**Input for this task**
▬▬▬▬▬▬

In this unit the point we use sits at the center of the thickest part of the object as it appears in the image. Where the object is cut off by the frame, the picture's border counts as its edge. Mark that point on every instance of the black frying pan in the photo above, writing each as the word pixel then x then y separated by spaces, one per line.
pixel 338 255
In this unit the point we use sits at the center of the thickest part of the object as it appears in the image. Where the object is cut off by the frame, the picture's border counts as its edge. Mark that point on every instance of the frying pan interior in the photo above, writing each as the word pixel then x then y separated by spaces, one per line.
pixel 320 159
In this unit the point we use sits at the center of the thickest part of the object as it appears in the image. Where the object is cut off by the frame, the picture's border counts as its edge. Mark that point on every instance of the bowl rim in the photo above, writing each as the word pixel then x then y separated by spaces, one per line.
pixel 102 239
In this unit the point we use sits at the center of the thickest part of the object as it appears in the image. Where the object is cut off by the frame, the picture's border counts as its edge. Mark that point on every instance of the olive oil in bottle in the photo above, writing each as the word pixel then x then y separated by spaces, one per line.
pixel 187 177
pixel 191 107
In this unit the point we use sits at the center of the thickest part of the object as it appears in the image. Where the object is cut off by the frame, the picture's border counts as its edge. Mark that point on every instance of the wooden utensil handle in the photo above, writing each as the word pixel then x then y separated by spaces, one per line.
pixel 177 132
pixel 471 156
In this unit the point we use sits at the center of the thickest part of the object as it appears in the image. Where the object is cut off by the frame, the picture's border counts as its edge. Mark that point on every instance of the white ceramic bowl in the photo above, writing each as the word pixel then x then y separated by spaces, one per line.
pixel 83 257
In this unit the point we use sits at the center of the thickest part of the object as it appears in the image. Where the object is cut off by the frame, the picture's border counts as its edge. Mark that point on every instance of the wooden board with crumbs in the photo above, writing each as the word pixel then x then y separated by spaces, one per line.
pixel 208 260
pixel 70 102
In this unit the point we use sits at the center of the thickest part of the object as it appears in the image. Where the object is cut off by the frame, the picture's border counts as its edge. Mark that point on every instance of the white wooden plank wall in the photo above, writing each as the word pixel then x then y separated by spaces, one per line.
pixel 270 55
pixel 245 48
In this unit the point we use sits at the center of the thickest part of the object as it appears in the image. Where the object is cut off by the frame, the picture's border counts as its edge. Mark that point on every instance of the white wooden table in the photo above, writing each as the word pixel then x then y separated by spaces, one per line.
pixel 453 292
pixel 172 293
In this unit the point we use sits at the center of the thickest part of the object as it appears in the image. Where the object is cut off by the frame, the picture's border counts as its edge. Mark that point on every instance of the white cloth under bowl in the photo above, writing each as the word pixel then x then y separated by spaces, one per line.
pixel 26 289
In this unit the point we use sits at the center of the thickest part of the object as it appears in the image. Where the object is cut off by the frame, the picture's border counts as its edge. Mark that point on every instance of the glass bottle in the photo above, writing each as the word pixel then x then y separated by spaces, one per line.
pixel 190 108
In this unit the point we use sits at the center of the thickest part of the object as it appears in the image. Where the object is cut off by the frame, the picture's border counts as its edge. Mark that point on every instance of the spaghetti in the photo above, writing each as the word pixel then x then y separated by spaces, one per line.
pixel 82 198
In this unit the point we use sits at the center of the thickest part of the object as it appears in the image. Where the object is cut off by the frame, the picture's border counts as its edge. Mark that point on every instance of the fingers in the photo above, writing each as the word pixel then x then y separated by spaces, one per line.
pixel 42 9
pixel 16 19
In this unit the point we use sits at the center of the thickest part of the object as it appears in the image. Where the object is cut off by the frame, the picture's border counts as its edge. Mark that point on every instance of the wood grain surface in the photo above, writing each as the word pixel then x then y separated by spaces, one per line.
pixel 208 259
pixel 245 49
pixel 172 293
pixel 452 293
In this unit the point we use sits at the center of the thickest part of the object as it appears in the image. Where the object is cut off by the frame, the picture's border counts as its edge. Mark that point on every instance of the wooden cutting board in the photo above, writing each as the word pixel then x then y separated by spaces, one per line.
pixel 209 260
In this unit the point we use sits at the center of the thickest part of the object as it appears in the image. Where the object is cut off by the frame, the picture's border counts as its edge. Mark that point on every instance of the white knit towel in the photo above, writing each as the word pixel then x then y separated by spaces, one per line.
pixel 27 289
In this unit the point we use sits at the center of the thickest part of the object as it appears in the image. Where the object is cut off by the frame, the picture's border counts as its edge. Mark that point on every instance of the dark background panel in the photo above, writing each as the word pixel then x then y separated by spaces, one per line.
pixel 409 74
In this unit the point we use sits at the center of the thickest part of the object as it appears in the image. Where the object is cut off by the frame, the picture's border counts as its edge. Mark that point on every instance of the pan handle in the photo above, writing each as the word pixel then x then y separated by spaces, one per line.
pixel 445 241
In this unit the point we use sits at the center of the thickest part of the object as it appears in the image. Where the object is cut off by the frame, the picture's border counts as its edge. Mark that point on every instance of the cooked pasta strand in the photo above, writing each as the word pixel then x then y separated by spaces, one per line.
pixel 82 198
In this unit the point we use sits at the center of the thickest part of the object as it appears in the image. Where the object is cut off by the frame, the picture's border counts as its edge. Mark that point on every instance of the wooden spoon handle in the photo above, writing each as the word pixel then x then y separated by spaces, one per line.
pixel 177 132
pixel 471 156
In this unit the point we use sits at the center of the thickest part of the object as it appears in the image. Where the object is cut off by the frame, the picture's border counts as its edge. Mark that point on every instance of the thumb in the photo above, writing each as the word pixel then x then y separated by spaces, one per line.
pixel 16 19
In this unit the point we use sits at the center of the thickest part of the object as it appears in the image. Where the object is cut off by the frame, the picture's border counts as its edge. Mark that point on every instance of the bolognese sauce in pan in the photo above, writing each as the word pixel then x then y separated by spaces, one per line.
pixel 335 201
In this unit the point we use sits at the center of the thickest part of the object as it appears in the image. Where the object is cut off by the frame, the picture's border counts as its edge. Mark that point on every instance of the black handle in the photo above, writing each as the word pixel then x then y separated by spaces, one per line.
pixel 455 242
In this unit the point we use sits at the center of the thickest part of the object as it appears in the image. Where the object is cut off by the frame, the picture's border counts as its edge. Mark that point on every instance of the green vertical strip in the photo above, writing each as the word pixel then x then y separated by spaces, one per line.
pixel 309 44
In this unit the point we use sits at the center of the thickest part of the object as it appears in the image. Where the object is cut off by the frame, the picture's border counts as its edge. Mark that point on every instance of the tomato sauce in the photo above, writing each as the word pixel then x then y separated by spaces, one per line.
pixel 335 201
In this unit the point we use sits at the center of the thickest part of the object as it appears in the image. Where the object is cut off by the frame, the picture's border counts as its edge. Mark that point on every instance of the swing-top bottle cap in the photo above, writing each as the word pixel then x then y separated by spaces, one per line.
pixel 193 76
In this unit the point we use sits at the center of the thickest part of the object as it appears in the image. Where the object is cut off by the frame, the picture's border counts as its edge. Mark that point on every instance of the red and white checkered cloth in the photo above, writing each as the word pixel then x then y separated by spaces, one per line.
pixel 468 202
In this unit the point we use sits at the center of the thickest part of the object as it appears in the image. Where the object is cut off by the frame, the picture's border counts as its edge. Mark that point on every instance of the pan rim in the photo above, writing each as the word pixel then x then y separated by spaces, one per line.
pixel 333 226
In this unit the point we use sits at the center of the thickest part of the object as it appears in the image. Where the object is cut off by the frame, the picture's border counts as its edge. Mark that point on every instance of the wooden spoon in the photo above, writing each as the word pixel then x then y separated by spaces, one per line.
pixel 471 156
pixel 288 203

▬▬▬▬▬▬

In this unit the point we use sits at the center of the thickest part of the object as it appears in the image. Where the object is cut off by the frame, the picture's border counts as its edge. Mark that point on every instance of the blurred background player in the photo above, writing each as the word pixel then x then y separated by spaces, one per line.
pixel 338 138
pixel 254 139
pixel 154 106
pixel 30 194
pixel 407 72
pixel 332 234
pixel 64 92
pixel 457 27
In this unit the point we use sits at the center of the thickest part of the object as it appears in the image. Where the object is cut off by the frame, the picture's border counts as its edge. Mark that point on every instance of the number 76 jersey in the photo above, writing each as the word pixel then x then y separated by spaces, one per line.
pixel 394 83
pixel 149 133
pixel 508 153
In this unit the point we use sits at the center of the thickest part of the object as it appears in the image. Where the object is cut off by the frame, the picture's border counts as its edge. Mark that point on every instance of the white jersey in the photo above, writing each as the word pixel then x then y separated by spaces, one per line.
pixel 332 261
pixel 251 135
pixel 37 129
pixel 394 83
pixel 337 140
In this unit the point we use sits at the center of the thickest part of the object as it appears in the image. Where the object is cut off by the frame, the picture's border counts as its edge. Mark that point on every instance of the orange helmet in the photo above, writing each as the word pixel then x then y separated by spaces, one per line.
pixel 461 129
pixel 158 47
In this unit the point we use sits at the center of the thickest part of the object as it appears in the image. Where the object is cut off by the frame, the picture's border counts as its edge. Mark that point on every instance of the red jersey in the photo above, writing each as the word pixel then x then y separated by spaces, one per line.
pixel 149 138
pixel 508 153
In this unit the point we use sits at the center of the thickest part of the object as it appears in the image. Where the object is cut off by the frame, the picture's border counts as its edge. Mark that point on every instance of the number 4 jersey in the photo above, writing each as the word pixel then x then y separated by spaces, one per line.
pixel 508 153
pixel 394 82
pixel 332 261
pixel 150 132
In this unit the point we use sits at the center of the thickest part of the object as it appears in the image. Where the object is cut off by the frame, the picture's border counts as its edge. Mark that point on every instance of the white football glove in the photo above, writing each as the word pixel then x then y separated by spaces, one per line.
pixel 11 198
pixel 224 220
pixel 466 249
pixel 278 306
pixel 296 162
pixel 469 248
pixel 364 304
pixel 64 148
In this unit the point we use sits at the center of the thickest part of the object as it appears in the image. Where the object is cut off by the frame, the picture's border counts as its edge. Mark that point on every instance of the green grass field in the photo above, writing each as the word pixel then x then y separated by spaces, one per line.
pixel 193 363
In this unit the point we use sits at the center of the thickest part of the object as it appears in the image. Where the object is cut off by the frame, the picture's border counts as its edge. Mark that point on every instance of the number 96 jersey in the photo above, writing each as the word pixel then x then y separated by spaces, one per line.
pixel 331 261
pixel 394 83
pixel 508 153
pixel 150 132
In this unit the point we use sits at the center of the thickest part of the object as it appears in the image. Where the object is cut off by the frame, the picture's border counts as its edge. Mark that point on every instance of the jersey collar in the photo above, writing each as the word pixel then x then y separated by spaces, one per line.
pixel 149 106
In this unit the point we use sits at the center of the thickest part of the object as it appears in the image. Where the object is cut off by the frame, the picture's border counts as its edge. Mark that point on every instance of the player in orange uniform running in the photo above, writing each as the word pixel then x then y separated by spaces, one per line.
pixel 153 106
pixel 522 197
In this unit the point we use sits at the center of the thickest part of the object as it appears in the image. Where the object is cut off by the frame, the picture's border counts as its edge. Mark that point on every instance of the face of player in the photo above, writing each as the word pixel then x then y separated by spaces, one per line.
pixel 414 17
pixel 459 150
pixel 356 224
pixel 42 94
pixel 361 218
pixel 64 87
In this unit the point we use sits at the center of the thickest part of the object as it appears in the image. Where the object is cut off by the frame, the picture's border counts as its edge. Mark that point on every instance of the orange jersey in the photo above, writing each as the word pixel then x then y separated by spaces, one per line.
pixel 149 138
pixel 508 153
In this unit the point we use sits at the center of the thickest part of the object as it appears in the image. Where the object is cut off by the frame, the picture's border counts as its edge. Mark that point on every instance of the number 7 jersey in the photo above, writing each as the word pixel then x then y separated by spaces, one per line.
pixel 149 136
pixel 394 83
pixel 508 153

▬▬▬▬▬▬

**Exercise requirements**
Copy out the lines between the one holding "the white ceramic" and the one holding "pixel 26 289", inclusive, with every "thickest part" changed to "widest part" and nothing else altered.

**Answer**
In this unit the point we use sits at the center of the widest part of the object as it appears in the image. Where the object is cut off by the frame, the picture's border counts as its edge. Mark that point on every instance of the white ceramic bowl in the photo above, writing each as the word pixel then x then y separated by spaces, one per line.
pixel 83 257
In this unit the point we use sits at the center of the widest part of the object as it appears in the image. Where the object is cut off by the frame, the picture's border counts as its edge. Mark that point on every instance of the wooden board with crumbs in the photo above, writing each as the word pixel then x then y separated by spaces, one per line.
pixel 208 260
pixel 70 102
In this unit the point we use sits at the center of the widest part of the object as it appears in the image. Where the object is cut off by the frame, the picture's border counts as its edge. Mark that point on every instance of the white wooden plank wall in the photo above, writing each as the word pixel then x then y separated by spaces, one per line.
pixel 270 55
pixel 245 48
In this unit the point we use sits at the center of the widest part of the object as it appears in the image. Where the object is cut off by the frame, the picture's border counts as its edge. Mark that point on every instance of the white wooden table in the photo above, writing each as the word pixel then x then y separated by spaces, one per line.
pixel 453 292
pixel 172 293
In this unit the point we use sits at the center of the widest part of the object as it appears in the image. Where the object is cut off by the frame, the picture's border counts as its edge. Mark that point on every instance of the white cloth under bowl in the photo above, writing each as the word pixel then x then y separated by spaces, one per line.
pixel 26 289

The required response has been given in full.